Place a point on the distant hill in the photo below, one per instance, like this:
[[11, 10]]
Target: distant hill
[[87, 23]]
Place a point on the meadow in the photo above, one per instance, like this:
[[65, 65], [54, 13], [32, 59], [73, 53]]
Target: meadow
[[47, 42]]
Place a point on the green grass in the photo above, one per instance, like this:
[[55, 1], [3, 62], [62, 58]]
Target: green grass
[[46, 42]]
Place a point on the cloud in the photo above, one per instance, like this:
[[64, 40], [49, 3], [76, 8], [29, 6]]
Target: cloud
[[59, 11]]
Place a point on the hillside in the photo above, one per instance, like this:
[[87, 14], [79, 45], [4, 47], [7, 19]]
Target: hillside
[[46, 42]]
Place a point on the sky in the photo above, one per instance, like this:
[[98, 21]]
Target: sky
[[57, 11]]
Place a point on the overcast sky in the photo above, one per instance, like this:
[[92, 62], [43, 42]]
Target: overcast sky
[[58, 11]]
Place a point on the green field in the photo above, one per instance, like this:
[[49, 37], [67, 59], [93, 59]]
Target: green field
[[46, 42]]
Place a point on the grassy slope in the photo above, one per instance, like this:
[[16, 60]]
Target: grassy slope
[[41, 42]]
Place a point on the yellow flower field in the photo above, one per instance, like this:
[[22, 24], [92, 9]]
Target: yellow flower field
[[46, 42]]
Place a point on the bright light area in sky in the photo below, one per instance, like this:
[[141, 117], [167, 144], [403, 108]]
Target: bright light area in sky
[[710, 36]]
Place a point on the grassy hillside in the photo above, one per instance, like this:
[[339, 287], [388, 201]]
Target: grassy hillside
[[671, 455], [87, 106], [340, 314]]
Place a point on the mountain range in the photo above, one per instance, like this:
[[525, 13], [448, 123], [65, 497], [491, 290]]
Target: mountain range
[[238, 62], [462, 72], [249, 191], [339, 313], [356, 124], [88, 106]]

____________

> YOUR INSTRUCTIONS
Repeat the entries shown above, every one, word for word.

> RESPONSE TO THE TASK
Place a point on the distant hill in the photo below, one per instance, like this:
[[11, 10]]
Target: distant hill
[[87, 23]]
Place a point on the meadow in the photo above, one per instance, like this:
[[65, 65], [54, 13], [32, 59], [73, 53]]
Target: meadow
[[47, 42]]
Place a point on the green grass in the photo above, one per instance, like this:
[[55, 1], [3, 62], [62, 58]]
Target: green grass
[[46, 42]]
Place a point on the cloud in the photo above, one per instance, like this:
[[64, 40], [49, 3], [76, 8], [29, 6]]
Target: cloud
[[59, 11]]
Place a point on the hillside in the photo above, one per instance, like this:
[[87, 14], [79, 45], [4, 47], [7, 19]]
Target: hillside
[[46, 42]]
Place a point on the sky in the photo above, one per instance, like this:
[[98, 21]]
Target: sky
[[57, 11]]
Place a point on the overcast sky in the photo above, one per instance, like this:
[[92, 62], [43, 42]]
Target: overcast sky
[[58, 11]]
Place a point on the green field in the photo above, one per instance, like this:
[[49, 37], [67, 59], [93, 59]]
Target: green field
[[46, 42]]
Place a point on the grassy slope in the photo above, one per instance, like this:
[[16, 60]]
Target: grassy slope
[[41, 42]]
Place a point on the yellow flower field in the photo above, one per instance, like this:
[[22, 24], [92, 9]]
Target: yellow flower field
[[46, 42]]
Place a point on the bright light area in sky in the photo below, one per instance, like this:
[[141, 117], [167, 144], [403, 108]]
Target: bright light area in sky
[[710, 36]]
Place a point on the grassy hillside in the photo above, one per instance, like this:
[[339, 287], [388, 201]]
Target: grassy hillside
[[671, 455], [87, 106], [340, 314]]
Place a point on the mountain range in the photo above, one per instance, like this:
[[525, 13], [448, 123], [65, 497], [491, 290]]
Target: mountain range
[[238, 62], [462, 72], [249, 191], [339, 313], [356, 124], [88, 106]]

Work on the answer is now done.